# Exercise brief:
Your task is to retype, exactly and only, the lines from the one containing "Please put a point on the cilantro" to the final line of the entries, leaving out all pictures.

[Image point grounding data]
-- Opening Marker --

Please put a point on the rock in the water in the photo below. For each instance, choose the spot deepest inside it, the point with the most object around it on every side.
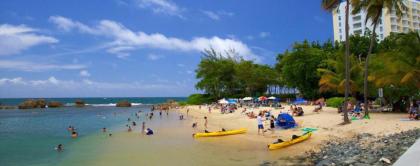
(31, 103)
(79, 103)
(123, 104)
(54, 104)
(385, 160)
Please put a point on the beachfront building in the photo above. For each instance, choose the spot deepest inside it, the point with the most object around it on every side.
(389, 22)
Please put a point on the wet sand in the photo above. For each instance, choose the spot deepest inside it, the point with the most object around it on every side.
(173, 143)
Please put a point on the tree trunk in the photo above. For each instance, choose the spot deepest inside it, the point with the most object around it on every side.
(366, 73)
(346, 62)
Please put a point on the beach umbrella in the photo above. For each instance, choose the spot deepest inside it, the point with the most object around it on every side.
(223, 101)
(231, 101)
(247, 99)
(262, 98)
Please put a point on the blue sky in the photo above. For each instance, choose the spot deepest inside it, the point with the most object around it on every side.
(97, 48)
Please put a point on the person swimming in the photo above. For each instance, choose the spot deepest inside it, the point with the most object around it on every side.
(149, 131)
(59, 148)
(143, 127)
(74, 134)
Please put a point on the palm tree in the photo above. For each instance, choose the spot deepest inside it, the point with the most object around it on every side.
(333, 76)
(330, 5)
(374, 9)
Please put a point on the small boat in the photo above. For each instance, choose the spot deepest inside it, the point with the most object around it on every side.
(280, 145)
(220, 133)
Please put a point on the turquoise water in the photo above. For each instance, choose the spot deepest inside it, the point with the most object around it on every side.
(97, 100)
(28, 137)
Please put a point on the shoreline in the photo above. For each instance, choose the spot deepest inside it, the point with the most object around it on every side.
(380, 124)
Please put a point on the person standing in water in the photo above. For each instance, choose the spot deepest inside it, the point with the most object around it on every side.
(59, 148)
(260, 124)
(205, 122)
(143, 127)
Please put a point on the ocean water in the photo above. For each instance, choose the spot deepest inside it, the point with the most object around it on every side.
(97, 101)
(28, 137)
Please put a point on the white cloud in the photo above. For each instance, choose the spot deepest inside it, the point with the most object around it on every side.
(31, 66)
(264, 34)
(66, 84)
(161, 7)
(125, 40)
(216, 15)
(84, 73)
(154, 57)
(180, 65)
(17, 80)
(14, 39)
(211, 15)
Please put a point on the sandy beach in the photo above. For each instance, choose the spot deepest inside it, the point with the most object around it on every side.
(327, 123)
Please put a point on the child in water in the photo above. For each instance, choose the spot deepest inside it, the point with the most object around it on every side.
(59, 148)
(149, 131)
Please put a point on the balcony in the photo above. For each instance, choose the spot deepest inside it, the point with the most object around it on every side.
(357, 25)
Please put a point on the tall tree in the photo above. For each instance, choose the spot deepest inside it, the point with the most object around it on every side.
(331, 5)
(374, 10)
(298, 68)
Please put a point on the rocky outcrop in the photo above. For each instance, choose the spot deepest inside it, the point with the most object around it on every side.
(41, 103)
(123, 104)
(31, 103)
(54, 104)
(364, 149)
(79, 103)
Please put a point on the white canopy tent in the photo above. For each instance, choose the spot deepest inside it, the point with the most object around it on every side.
(247, 98)
(223, 101)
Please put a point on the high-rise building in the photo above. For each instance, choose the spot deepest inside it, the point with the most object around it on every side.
(389, 22)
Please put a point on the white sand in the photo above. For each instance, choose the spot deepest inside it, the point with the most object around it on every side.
(327, 122)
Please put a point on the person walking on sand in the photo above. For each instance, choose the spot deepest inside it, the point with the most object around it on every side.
(205, 122)
(143, 127)
(260, 124)
(272, 119)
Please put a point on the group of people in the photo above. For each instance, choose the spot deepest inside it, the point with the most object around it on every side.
(267, 117)
(414, 112)
(296, 111)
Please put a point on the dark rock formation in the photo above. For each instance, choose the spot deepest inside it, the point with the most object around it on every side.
(31, 103)
(79, 103)
(123, 104)
(54, 104)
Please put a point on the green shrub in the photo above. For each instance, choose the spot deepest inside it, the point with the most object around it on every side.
(335, 102)
(196, 99)
(182, 103)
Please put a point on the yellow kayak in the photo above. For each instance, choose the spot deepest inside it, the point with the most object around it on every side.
(220, 133)
(290, 142)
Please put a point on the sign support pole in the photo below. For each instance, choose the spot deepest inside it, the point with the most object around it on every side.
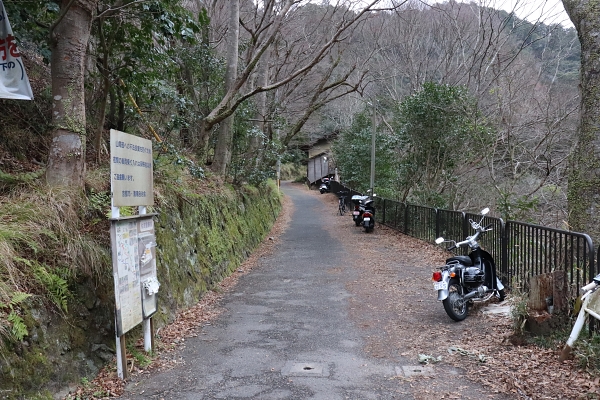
(147, 323)
(120, 340)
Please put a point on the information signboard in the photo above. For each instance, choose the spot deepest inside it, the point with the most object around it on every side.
(130, 170)
(134, 270)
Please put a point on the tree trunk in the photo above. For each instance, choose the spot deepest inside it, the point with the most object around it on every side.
(225, 138)
(69, 39)
(584, 176)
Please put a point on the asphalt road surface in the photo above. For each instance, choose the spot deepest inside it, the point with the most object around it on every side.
(286, 332)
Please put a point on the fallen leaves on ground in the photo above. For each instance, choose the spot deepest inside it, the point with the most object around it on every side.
(187, 324)
(395, 302)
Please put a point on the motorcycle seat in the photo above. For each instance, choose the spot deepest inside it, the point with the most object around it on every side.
(464, 260)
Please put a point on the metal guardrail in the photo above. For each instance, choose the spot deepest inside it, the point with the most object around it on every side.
(521, 250)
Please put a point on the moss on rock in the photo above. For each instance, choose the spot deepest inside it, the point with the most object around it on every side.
(201, 240)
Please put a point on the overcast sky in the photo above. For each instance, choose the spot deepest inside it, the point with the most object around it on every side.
(550, 11)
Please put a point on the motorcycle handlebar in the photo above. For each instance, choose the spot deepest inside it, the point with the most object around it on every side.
(589, 286)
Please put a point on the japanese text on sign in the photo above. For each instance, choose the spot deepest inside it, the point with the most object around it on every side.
(131, 170)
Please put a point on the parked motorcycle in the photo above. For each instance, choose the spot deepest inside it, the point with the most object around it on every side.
(325, 185)
(369, 215)
(467, 279)
(359, 208)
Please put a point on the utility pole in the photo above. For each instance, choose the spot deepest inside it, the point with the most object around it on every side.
(372, 183)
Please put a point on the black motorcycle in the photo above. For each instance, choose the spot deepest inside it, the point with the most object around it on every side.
(359, 208)
(368, 215)
(467, 279)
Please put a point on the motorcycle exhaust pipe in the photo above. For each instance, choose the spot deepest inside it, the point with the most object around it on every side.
(481, 290)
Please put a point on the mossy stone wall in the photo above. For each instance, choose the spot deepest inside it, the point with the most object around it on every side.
(201, 240)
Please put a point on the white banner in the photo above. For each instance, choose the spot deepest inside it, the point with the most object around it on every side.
(14, 83)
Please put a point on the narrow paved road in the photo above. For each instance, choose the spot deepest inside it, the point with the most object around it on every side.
(287, 332)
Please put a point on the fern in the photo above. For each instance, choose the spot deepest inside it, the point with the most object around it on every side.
(56, 287)
(18, 327)
(20, 178)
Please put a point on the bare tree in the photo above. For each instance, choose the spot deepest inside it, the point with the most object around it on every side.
(69, 39)
(584, 175)
(266, 33)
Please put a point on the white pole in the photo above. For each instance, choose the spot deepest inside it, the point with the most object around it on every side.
(146, 323)
(373, 154)
(116, 213)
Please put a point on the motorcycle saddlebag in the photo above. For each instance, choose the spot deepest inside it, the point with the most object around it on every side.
(473, 276)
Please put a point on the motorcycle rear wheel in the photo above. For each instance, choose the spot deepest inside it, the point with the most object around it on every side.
(454, 304)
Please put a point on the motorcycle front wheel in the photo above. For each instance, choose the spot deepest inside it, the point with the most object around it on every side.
(454, 304)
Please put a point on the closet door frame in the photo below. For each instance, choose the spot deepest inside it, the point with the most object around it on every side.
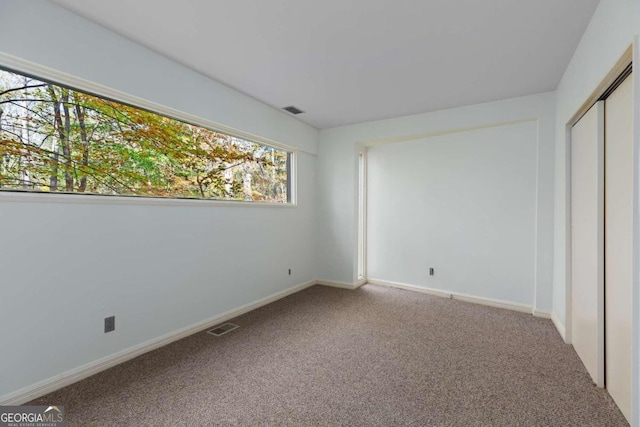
(630, 56)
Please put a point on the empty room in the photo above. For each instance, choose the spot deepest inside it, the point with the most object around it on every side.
(319, 213)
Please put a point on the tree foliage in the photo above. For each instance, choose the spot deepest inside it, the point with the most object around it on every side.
(56, 139)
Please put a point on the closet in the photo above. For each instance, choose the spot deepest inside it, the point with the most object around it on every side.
(601, 240)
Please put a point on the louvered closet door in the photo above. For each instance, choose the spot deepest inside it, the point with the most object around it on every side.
(618, 244)
(587, 240)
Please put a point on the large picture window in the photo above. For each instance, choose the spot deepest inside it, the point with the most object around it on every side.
(60, 140)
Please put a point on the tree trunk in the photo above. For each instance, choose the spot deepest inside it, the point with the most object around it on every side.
(66, 143)
(80, 114)
(53, 179)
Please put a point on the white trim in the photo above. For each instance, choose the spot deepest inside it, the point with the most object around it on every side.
(559, 326)
(46, 73)
(523, 308)
(514, 306)
(407, 287)
(341, 285)
(361, 282)
(635, 370)
(40, 71)
(54, 383)
(101, 199)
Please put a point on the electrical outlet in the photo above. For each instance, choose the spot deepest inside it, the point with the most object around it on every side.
(109, 324)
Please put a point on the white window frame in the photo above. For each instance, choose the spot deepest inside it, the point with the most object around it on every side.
(38, 71)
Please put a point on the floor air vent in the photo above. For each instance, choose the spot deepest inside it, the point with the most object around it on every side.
(222, 329)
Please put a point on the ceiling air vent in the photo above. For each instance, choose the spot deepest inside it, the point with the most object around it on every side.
(222, 329)
(293, 110)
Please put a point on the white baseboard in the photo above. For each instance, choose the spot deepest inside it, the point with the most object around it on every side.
(541, 313)
(341, 285)
(414, 288)
(49, 385)
(524, 308)
(559, 326)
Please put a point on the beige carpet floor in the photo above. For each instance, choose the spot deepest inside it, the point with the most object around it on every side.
(371, 357)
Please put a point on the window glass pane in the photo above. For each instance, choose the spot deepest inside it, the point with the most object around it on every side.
(56, 139)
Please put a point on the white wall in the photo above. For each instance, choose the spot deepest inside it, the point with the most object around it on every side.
(157, 268)
(462, 203)
(609, 34)
(337, 183)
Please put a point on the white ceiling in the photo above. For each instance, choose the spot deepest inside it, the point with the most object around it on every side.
(349, 61)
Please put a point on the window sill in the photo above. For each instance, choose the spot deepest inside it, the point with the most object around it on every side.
(95, 199)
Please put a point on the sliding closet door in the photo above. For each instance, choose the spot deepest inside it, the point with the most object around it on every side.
(587, 240)
(618, 244)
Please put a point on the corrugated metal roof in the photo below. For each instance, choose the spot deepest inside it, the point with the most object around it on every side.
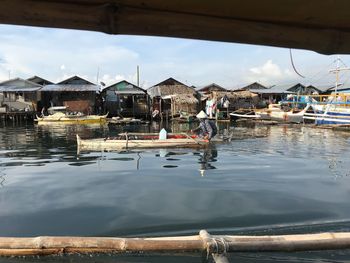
(70, 87)
(18, 89)
(274, 90)
(131, 92)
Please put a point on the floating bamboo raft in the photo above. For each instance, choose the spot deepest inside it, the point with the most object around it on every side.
(139, 140)
(63, 118)
(216, 245)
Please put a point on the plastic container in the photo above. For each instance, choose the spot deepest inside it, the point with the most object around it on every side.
(162, 134)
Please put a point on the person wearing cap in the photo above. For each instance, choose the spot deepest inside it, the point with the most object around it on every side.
(207, 128)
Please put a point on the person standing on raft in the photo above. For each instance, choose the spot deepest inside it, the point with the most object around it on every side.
(207, 128)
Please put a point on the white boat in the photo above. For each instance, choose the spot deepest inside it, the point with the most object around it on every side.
(330, 112)
(275, 113)
(140, 140)
(335, 110)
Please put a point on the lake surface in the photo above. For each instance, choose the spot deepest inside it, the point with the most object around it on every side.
(266, 180)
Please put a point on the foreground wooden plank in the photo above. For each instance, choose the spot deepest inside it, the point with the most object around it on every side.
(11, 246)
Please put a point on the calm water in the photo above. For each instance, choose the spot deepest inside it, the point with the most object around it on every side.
(266, 180)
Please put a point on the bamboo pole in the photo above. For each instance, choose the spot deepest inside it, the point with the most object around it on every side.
(212, 244)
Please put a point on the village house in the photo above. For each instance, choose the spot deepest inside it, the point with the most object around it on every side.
(210, 88)
(40, 80)
(171, 97)
(19, 95)
(254, 86)
(126, 100)
(76, 93)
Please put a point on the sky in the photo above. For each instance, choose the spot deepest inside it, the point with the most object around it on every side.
(57, 54)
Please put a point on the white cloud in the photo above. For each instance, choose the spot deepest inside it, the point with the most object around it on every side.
(269, 74)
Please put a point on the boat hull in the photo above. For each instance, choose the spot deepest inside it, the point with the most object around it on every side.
(73, 119)
(329, 115)
(102, 144)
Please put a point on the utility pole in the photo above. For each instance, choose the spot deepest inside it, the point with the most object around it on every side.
(98, 75)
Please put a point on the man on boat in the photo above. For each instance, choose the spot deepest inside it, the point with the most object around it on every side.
(207, 128)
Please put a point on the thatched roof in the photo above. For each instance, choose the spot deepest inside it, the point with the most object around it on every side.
(232, 95)
(182, 98)
(165, 90)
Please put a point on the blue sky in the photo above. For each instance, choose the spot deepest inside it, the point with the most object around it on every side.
(56, 54)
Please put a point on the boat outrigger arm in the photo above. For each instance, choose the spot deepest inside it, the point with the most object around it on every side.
(216, 245)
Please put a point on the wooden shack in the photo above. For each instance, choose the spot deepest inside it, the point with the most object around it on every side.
(126, 100)
(210, 88)
(170, 97)
(39, 80)
(19, 95)
(75, 93)
(236, 100)
(254, 86)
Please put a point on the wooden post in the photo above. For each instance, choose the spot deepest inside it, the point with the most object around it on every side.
(212, 244)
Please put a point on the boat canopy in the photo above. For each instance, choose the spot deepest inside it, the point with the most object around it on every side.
(322, 26)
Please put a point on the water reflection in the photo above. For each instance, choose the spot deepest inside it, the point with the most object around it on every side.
(267, 179)
(206, 158)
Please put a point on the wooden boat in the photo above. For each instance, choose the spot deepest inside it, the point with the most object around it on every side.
(60, 115)
(274, 113)
(329, 114)
(117, 120)
(140, 140)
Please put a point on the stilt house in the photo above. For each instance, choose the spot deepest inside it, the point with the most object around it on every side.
(19, 95)
(171, 97)
(126, 100)
(76, 93)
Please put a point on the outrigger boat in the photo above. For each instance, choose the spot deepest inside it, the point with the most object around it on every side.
(59, 114)
(275, 113)
(140, 140)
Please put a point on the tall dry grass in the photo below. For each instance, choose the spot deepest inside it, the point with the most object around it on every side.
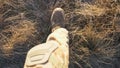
(93, 26)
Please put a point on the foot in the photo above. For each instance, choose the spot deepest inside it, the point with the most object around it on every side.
(57, 18)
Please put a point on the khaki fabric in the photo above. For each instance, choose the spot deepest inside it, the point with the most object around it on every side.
(52, 54)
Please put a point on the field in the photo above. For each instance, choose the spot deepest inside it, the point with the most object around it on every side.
(93, 25)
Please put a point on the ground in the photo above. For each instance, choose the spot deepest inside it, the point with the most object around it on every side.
(94, 30)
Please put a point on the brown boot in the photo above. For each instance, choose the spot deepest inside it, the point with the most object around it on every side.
(57, 18)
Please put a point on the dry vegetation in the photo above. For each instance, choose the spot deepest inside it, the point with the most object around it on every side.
(94, 28)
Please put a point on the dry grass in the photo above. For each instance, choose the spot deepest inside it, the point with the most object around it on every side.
(94, 29)
(16, 33)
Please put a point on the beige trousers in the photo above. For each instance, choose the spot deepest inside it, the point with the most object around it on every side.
(54, 53)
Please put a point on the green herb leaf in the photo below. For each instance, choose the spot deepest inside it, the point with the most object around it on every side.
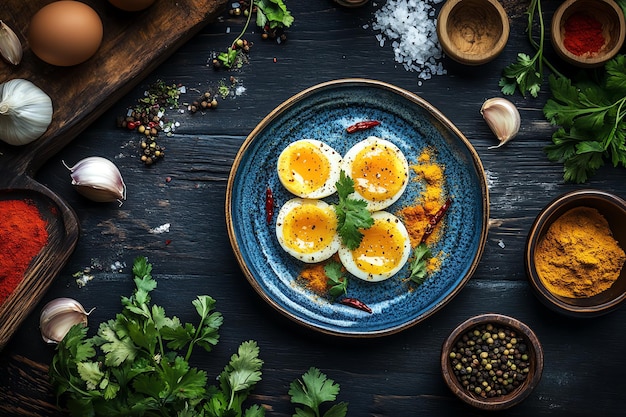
(314, 389)
(590, 119)
(336, 279)
(352, 214)
(273, 13)
(418, 264)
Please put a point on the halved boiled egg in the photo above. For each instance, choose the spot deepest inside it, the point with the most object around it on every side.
(307, 229)
(379, 170)
(383, 252)
(309, 168)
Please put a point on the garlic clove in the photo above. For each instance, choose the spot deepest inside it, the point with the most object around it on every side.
(98, 179)
(25, 112)
(58, 316)
(10, 45)
(503, 119)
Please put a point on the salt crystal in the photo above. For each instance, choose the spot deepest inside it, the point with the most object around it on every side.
(408, 24)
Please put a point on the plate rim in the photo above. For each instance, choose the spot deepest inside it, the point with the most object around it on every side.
(285, 105)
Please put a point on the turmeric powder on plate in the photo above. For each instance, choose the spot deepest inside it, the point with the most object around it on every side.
(578, 257)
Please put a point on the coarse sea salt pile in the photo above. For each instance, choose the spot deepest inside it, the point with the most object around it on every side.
(410, 25)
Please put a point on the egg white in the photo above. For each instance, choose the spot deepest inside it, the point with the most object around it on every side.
(384, 250)
(380, 172)
(307, 229)
(309, 168)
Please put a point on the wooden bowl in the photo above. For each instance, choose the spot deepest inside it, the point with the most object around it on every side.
(613, 208)
(607, 13)
(532, 362)
(472, 32)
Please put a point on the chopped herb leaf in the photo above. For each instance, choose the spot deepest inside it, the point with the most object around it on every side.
(352, 213)
(418, 269)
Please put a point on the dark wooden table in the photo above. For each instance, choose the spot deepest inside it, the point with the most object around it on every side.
(396, 375)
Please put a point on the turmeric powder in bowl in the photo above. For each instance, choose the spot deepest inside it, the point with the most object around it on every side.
(578, 256)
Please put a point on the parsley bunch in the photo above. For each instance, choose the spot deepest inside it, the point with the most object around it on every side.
(591, 119)
(138, 363)
(526, 74)
(352, 214)
(314, 389)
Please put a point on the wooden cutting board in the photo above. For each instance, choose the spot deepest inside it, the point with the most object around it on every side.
(134, 44)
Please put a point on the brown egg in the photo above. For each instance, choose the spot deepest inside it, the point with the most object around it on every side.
(65, 33)
(132, 5)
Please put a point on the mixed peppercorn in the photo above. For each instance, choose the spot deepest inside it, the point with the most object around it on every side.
(490, 361)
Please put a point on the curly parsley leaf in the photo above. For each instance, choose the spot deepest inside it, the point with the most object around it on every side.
(314, 389)
(273, 13)
(590, 119)
(336, 280)
(418, 264)
(352, 213)
(128, 369)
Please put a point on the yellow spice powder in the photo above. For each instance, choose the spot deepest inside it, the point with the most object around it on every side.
(578, 257)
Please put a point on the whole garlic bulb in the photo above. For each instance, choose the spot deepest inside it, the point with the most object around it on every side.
(25, 112)
(98, 179)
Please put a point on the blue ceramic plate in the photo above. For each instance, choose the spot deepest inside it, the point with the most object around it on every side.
(323, 112)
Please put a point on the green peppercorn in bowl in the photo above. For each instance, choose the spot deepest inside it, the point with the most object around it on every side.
(492, 361)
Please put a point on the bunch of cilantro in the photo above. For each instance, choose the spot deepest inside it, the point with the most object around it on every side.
(138, 363)
(590, 115)
(270, 14)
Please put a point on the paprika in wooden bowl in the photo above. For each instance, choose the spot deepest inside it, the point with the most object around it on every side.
(587, 33)
(575, 255)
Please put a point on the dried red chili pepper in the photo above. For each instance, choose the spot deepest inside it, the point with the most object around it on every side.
(357, 127)
(269, 205)
(435, 219)
(356, 303)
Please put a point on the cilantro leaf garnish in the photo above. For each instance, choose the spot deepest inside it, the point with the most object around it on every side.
(138, 363)
(526, 73)
(273, 13)
(590, 115)
(352, 213)
(418, 264)
(314, 389)
(336, 279)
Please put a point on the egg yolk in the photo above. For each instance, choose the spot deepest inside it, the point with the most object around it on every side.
(381, 249)
(303, 168)
(378, 173)
(309, 228)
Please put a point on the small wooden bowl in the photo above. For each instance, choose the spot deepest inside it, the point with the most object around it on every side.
(607, 13)
(613, 209)
(515, 396)
(472, 32)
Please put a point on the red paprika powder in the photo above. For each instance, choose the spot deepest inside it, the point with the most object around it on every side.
(583, 34)
(22, 235)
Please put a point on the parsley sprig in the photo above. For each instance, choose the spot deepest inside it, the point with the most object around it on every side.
(590, 115)
(352, 213)
(314, 389)
(138, 362)
(526, 74)
(418, 264)
(337, 281)
(270, 14)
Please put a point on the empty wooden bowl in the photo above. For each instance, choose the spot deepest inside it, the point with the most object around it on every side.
(472, 32)
(587, 33)
(492, 346)
(613, 209)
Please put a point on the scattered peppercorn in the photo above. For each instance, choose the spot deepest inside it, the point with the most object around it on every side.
(490, 361)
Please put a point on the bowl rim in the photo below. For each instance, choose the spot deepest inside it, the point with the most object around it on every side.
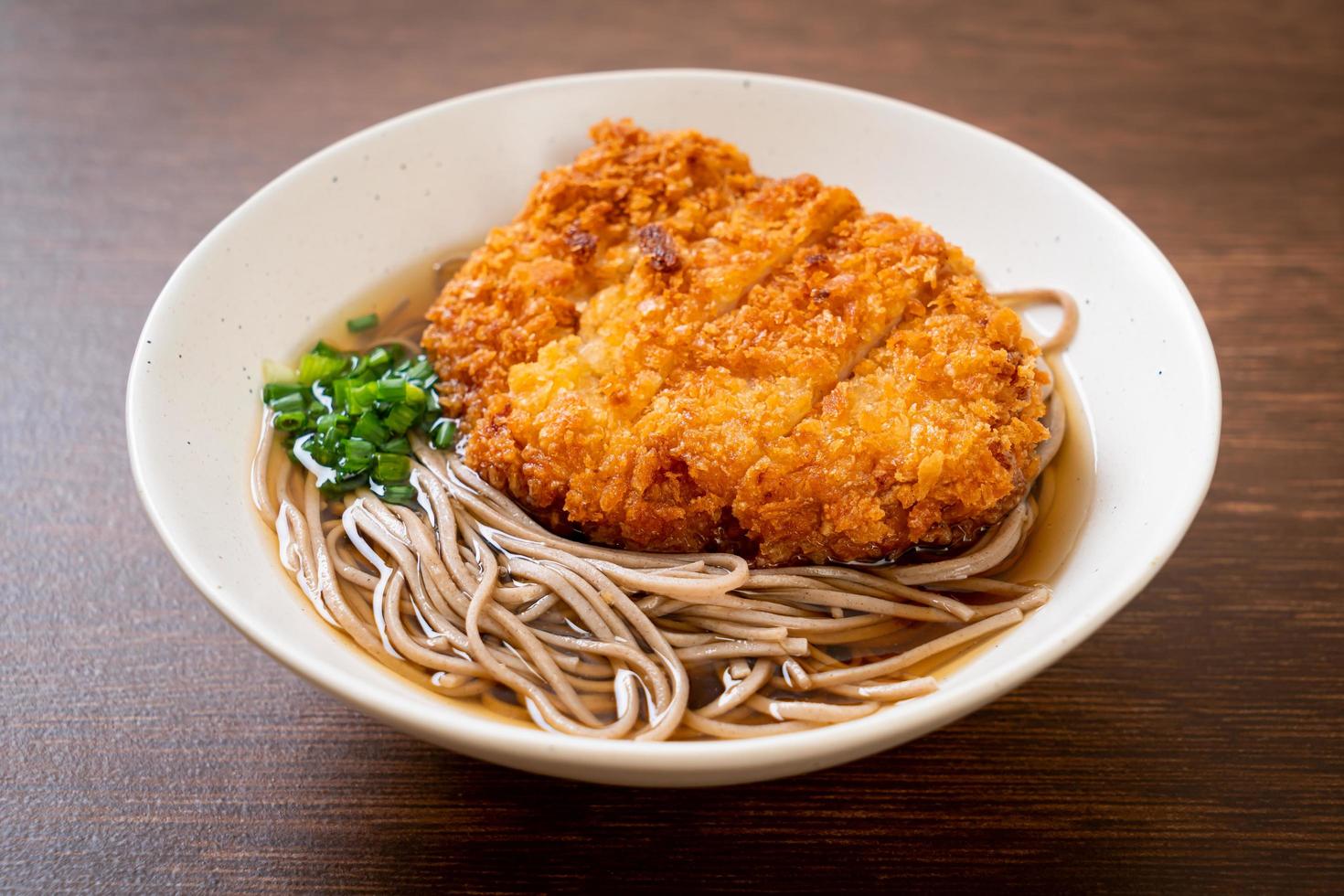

-- Closing Marker --

# Answer area:
Please put a point on the cilantro leaf garnish in the photo above. For each instance, choose the spot deepest inside it, the point with the most object around it on every side.
(138, 363)
(526, 73)
(273, 13)
(590, 115)
(352, 213)
(418, 264)
(314, 389)
(336, 279)
Please put a point on the egg yolk in the photo above. For each instance, choose the spot deepest inside it, the point with the most object around it on every side.
(381, 249)
(303, 168)
(378, 173)
(309, 228)
Please put a point on the small wooden bowl in the photo above. For each instance, choose the spot deepest inside it, the point with the most object around it on every side.
(607, 13)
(613, 209)
(515, 396)
(472, 32)
Please put a point on the red paprika powder in the photo above. For each instance, choose the spot deepest inside it, the point with the most object around it on every side.
(583, 34)
(22, 235)
Please put a point on the parsley sprig in the photo above. For each instance, choose the spot deepest inside it, the point with the most object around it on every side.
(590, 115)
(352, 213)
(314, 389)
(138, 362)
(526, 74)
(418, 264)
(337, 281)
(270, 14)
Please put a point on the empty wooden bowl in the photo above. For each instance, choose the spot deepest inside it, the point with the most object around it on every side.
(472, 32)
(587, 33)
(492, 346)
(613, 209)
Please put a point on the scattered peppercorn in the photo above. For each instance, choose the spot deepest inside it, the point with the most object around it on every side.
(490, 361)
Please put a point on the bowl rim in the photo below. For each instance, choose the spot deepest inside it, the point with the most object around it on every side.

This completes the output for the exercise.